--- RECORD EXTRACTS Enclosed Below ---

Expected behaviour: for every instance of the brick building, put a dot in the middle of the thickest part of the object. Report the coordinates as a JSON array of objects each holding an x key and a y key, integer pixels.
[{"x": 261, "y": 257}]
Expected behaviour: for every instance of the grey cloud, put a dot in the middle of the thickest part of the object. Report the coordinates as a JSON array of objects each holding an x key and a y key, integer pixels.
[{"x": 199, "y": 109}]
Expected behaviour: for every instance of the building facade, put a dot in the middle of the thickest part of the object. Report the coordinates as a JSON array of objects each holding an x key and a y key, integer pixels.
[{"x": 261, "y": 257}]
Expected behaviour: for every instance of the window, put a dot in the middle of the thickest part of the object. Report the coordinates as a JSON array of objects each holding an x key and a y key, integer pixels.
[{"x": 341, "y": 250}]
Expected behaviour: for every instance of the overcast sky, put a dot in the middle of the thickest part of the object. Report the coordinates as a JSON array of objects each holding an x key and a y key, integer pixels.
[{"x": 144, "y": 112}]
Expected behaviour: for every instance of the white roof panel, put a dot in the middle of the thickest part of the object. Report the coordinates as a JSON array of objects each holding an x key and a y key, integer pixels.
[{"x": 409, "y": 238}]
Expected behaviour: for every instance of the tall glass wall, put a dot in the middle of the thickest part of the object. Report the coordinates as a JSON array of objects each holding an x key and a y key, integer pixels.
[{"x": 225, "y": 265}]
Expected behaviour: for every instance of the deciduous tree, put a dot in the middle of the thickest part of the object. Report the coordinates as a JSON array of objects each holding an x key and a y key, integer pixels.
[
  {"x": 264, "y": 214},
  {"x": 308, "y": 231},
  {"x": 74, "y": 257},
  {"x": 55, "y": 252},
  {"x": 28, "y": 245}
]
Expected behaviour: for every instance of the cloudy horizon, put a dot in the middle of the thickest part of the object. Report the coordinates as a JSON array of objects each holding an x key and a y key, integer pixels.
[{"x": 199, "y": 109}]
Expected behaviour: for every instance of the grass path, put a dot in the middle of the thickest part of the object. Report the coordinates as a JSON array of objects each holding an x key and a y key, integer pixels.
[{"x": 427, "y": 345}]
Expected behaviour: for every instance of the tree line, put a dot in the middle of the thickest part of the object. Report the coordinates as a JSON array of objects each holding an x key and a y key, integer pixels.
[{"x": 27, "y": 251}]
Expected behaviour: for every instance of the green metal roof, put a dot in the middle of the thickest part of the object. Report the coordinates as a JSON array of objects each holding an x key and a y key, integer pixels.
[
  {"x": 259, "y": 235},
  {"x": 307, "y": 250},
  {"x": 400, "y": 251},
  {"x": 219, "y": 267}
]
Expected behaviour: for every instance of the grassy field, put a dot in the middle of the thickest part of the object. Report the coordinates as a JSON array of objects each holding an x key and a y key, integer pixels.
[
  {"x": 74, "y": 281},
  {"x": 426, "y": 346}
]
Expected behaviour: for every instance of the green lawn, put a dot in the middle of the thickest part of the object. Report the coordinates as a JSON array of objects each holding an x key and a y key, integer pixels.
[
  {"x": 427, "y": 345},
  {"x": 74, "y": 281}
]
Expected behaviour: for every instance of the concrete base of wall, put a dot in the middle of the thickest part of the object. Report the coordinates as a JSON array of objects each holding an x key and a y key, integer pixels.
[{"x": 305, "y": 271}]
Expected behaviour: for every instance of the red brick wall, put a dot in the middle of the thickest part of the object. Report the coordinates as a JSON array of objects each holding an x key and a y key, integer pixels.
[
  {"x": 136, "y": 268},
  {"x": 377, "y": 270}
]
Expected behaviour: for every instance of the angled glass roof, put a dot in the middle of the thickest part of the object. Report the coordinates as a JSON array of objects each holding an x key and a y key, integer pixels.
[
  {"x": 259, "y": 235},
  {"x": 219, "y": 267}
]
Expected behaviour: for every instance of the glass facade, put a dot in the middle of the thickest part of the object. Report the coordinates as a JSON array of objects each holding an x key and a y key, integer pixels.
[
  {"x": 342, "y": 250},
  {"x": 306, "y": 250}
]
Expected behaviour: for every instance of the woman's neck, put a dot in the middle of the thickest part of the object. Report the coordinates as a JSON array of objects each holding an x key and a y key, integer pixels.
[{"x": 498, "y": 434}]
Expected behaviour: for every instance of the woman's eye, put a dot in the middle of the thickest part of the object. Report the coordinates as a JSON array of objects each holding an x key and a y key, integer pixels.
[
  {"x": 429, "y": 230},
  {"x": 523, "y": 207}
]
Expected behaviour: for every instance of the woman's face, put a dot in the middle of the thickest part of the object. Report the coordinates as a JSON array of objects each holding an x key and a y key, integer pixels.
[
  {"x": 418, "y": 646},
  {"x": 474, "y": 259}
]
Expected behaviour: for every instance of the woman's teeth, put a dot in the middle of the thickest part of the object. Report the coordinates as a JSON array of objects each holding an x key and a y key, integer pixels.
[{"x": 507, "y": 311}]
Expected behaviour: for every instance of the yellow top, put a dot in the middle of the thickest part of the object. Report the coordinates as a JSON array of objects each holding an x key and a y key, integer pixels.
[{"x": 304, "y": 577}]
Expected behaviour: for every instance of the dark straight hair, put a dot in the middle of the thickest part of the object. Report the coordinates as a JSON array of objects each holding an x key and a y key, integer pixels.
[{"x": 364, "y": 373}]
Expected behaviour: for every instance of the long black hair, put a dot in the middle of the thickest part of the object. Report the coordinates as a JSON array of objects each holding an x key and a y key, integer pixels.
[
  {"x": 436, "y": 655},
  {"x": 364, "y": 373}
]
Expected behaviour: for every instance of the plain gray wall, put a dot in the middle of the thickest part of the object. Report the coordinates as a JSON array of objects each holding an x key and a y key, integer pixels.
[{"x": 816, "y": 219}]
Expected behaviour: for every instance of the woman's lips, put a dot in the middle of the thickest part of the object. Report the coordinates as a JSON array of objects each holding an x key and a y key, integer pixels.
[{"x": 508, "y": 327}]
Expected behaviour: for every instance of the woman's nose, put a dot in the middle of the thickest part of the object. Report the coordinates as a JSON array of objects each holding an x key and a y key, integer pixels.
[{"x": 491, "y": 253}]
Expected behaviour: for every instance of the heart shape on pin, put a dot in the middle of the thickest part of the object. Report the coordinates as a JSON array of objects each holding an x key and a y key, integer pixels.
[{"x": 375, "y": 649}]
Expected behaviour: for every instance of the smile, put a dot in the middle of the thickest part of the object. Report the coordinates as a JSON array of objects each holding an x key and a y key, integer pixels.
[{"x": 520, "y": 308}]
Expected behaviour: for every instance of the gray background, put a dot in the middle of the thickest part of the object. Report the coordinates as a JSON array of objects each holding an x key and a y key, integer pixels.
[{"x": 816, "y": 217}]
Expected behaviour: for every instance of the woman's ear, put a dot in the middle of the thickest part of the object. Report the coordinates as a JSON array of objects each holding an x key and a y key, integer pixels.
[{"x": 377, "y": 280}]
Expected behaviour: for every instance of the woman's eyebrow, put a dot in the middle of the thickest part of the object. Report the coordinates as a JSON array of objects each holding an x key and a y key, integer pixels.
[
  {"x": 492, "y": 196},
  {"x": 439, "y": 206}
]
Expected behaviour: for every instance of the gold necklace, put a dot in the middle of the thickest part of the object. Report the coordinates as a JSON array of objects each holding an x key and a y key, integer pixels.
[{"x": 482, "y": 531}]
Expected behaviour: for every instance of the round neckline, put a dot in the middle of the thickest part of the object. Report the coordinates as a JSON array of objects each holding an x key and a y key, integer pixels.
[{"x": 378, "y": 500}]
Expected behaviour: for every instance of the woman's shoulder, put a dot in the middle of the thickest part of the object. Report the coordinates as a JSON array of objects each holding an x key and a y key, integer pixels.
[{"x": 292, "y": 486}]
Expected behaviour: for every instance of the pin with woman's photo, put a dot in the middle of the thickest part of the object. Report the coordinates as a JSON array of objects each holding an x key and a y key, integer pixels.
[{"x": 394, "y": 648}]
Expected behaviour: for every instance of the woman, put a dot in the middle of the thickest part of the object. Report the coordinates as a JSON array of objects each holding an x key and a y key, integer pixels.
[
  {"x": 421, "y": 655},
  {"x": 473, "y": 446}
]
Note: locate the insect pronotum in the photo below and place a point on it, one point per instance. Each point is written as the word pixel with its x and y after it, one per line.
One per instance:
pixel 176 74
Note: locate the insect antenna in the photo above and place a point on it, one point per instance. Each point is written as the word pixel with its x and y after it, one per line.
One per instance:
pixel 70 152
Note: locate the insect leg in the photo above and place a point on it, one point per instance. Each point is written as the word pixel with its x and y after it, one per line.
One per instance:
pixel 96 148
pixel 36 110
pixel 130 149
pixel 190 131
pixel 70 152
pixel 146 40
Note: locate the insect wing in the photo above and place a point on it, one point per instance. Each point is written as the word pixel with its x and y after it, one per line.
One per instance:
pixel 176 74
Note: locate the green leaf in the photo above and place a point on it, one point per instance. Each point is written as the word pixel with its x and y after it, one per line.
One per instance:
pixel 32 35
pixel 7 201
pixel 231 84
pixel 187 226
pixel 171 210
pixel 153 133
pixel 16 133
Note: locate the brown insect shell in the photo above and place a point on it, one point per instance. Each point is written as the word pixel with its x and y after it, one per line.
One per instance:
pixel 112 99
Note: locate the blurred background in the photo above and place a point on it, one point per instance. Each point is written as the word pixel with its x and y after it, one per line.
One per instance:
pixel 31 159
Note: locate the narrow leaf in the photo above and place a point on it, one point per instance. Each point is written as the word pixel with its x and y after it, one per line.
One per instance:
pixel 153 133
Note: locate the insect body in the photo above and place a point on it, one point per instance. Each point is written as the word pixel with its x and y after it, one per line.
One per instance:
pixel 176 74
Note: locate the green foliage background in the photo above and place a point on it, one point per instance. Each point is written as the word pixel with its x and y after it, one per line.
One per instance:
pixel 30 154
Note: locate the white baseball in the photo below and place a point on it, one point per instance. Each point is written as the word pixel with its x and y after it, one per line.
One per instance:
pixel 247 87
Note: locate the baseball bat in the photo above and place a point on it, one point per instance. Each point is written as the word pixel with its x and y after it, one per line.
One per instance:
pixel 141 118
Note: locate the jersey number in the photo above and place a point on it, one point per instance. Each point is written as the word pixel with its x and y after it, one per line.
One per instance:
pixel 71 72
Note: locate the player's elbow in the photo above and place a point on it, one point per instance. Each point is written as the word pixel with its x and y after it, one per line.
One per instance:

--- End of Enclosed RECORD EXTRACTS ---

Nothing but the lines from the one containing "Note: locate the green foliage" through the end of the entries belongs in the answer; repeat them exactly.

• [TASK SOLUTION]:
Note: locate the green foliage background in the photo above and place a point on it, one point per instance. Each point is written as the word pixel with its x and y after it, one per line.
One per instance:
pixel 30 154
Note: locate the white baseball in the photo below and place a point on it, one point per instance. Each point is written as the word pixel with its x and y after it, one per line.
One per instance:
pixel 247 87
Note: locate the baseball bat in the photo above and place a point on it, one point per instance. Each point is written as the word pixel with its x and y after it, one per line.
One per instance:
pixel 141 118
Note: locate the jersey number in the photo above and place a point on it, one point per instance. Each point is written as the word pixel with its x and y after it, one per line.
One per instance:
pixel 71 72
Note: locate the player's elbow in the photo above and place a point on it, one point per instance. Each point is written as the word pixel with its x and y after it, one per line.
One per instance:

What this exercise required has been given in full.